____ DATA SUPPLIED

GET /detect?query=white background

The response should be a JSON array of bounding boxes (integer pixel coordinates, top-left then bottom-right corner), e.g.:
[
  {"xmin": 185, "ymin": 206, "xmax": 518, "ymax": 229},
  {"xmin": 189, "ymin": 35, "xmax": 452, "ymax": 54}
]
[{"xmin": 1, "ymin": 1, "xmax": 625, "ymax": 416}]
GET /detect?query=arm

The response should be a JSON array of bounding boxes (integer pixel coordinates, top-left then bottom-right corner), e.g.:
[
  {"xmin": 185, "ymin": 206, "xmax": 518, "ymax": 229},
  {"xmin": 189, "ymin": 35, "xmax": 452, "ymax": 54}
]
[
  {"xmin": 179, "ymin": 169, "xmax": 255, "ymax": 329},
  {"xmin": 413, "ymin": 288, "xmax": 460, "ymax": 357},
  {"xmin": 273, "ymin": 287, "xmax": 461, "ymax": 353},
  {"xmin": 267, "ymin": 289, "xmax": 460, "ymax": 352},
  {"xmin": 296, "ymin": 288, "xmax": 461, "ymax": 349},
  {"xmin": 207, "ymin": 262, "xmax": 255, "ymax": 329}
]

________

WHAT YOU ARE ASKED TO DO:
All records are to be printed again, exactly and completely.

REPLY:
GET /detect?query=white background

The response should be a JSON array of bounding boxes (integer pixel coordinates, top-left then bottom-right corner), e.g.:
[
  {"xmin": 185, "ymin": 206, "xmax": 518, "ymax": 229},
  {"xmin": 189, "ymin": 35, "xmax": 452, "ymax": 54}
]
[{"xmin": 1, "ymin": 1, "xmax": 625, "ymax": 416}]
GET /detect?query=arm

The response should be a JSON array of bounding boxes (integer pixel coordinates, top-left then bottom-right corner), e.g.:
[
  {"xmin": 185, "ymin": 206, "xmax": 518, "ymax": 229},
  {"xmin": 189, "ymin": 35, "xmax": 452, "ymax": 54}
]
[
  {"xmin": 179, "ymin": 169, "xmax": 255, "ymax": 329},
  {"xmin": 413, "ymin": 288, "xmax": 460, "ymax": 357},
  {"xmin": 273, "ymin": 287, "xmax": 461, "ymax": 353},
  {"xmin": 267, "ymin": 289, "xmax": 460, "ymax": 352},
  {"xmin": 296, "ymin": 288, "xmax": 461, "ymax": 349},
  {"xmin": 207, "ymin": 262, "xmax": 255, "ymax": 329}
]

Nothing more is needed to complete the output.